§ **TEXT**
--- START ---

Antimicrobial chemotherapy and resistance

Antimicrobial chemotherapy and resistance

The antimicrobial chemotherapy and resistance group, led by Dr Adam Roberts, focusses on both fundamental and translational aspects of the growing problem of antimicrobial resistance (AMR) and chemotherapeutic solutions in order to mitigate its effects.

Antimicrobial resistance (AMR) is a globally important issue which is increasingly compromising human health. It occurs when microorganisms (bacteria, fungi and protozoans) gain the ability to grow in the presence of one or more compounds (antibiotics, antiseptics and antimicrobials) that are supposed to either kill them, or prevent their growth.

Resistance is present in every country and antimicrobial resistant microorganisms do not respect international borders. New resistance mechanisms emerge and rapidly spread across the globe leading to increased morbidity and mortality. The effects of AMR are predicted to be felt more in LMICs. Furthermore; modern medicine is underpinned by the prophylactic use of antibiotics. Without them treatments for cancer, operations, organ transplants, child birth, etc. will become increasing dangerous.

AMR is now firmly on the national and international political agendas, being discussed recently at the United Nations General Assembly in a High-Level meeting. This was only the fourth time in the history of the UN that a health topic has been discussed at the General Assembly (the other were; HIV, noncommunicable diseases, and Ebola)

Solutions to problems from antimicrobial resistance do not lie in a single field of science. To tackle them, multiple and complementary research approaches are needed; with understanding required from the molecular to the societal level. Our translational research projects span this entire spectrum of activity.

--- END ---

§ **DATA UNDER STUDY**
--- START ---

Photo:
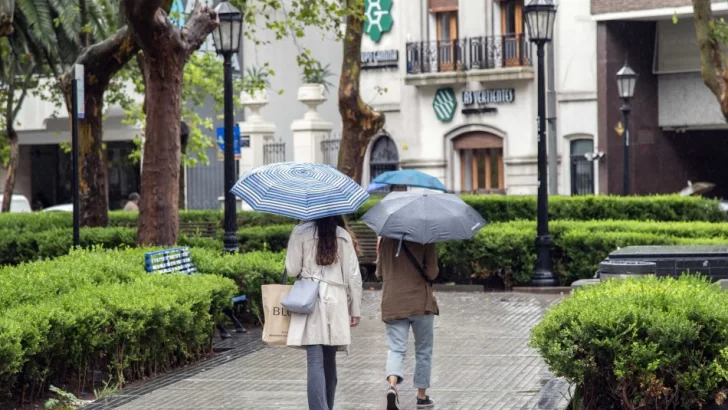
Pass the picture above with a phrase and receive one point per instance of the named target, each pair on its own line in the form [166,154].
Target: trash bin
[625,269]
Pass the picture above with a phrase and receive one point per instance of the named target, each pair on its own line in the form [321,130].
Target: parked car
[60,208]
[18,203]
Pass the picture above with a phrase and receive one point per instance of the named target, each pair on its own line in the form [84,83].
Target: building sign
[495,96]
[378,16]
[444,104]
[379,59]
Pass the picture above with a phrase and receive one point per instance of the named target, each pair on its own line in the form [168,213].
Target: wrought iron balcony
[468,54]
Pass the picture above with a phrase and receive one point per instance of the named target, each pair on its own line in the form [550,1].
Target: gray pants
[321,377]
[397,335]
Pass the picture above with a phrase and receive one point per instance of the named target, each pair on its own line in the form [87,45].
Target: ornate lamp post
[540,18]
[227,42]
[626,82]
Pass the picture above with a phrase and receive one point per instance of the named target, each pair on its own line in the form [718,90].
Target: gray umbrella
[424,217]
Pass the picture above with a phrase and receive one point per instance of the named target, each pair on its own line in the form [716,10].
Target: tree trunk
[101,62]
[713,69]
[166,50]
[158,206]
[6,17]
[360,122]
[12,169]
[184,137]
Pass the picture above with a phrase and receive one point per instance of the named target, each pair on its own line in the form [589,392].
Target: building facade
[457,83]
[678,133]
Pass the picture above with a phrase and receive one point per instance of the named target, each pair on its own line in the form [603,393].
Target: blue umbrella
[410,177]
[300,190]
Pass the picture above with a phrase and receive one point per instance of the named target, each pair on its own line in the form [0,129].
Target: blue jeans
[397,336]
[321,376]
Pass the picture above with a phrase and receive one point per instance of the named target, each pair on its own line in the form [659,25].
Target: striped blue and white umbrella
[300,190]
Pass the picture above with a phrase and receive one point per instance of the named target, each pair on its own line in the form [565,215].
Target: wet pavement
[482,361]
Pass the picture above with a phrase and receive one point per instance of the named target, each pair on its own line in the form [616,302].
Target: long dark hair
[327,250]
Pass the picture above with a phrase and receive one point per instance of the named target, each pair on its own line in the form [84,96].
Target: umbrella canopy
[424,217]
[375,187]
[410,177]
[300,190]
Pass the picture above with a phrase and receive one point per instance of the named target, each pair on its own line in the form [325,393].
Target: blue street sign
[236,138]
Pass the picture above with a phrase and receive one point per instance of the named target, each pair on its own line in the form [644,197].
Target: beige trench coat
[328,324]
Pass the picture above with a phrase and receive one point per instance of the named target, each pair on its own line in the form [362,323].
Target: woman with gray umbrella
[410,223]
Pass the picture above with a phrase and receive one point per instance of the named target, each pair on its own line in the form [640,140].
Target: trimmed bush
[248,270]
[507,250]
[99,310]
[648,343]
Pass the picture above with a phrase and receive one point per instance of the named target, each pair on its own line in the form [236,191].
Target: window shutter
[438,6]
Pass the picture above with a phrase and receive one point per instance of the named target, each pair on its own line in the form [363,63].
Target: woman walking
[325,250]
[406,269]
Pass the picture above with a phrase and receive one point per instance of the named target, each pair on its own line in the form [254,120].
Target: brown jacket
[405,292]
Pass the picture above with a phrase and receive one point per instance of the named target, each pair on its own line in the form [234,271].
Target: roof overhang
[665,13]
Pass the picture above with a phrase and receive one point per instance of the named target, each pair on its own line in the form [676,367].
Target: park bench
[179,260]
[368,246]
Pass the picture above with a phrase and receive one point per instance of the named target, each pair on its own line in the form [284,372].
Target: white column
[311,130]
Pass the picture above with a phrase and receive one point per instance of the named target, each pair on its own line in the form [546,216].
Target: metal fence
[330,149]
[472,53]
[274,152]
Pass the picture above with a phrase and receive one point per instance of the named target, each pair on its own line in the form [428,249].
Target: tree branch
[711,57]
[104,59]
[24,92]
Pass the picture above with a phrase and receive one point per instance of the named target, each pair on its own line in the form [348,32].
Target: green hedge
[21,222]
[507,250]
[495,208]
[649,343]
[21,247]
[99,310]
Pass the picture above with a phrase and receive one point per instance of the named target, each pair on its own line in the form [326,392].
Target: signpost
[236,137]
[77,108]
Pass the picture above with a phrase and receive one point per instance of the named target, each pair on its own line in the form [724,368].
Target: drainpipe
[553,162]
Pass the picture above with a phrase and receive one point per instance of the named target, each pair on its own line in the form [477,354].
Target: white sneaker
[392,399]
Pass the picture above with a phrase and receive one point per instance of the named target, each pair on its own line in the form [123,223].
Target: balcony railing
[474,53]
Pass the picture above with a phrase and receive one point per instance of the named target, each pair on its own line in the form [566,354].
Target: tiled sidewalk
[481,362]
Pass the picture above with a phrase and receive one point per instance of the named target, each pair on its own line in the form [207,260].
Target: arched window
[582,169]
[481,162]
[384,157]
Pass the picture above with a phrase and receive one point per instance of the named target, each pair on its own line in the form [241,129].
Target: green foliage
[317,74]
[99,309]
[63,400]
[649,343]
[249,270]
[507,250]
[203,79]
[257,78]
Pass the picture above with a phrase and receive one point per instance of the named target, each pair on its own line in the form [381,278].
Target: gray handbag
[303,296]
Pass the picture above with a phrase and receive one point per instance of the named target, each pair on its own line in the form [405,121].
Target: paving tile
[482,361]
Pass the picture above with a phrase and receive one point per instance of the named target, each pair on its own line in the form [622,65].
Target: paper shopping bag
[277,318]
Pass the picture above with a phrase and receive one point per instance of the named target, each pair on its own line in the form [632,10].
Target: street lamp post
[626,82]
[227,42]
[540,18]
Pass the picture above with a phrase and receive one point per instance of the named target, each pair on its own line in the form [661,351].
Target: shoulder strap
[416,264]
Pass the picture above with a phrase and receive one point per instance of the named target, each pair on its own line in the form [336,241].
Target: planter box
[710,261]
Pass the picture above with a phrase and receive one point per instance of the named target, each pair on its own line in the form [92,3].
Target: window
[447,45]
[481,162]
[582,169]
[512,29]
[384,157]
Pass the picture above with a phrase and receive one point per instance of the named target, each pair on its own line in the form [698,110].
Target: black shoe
[426,403]
[392,399]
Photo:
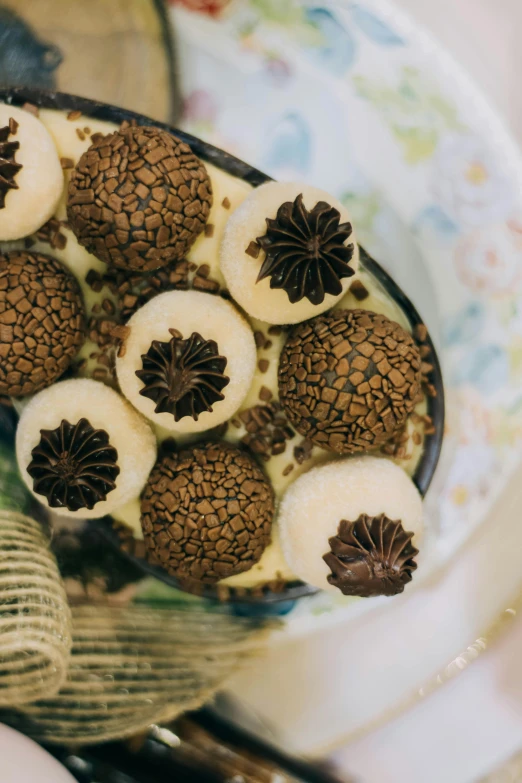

--- END ---

Retype the passage on antimicrobial resistance word for word, starting with "AMR is now firmly" and going on through "spectrum of activity.".

§ **EXERCISE ANSWER**
AMR is now firmly on the national and international political agendas, being discussed recently at the United Nations General Assembly in a High-Level meeting. This was only the fourth time in the history of the UN that a health topic has been discussed at the General Assembly (the other were; HIV, noncommunicable diseases, and Ebola)

Solutions to problems from antimicrobial resistance do not lie in a single field of science. To tackle them, multiple and complementary research approaches are needed; with understanding required from the molecular to the societal level. Our translational research projects span this entire spectrum of activity.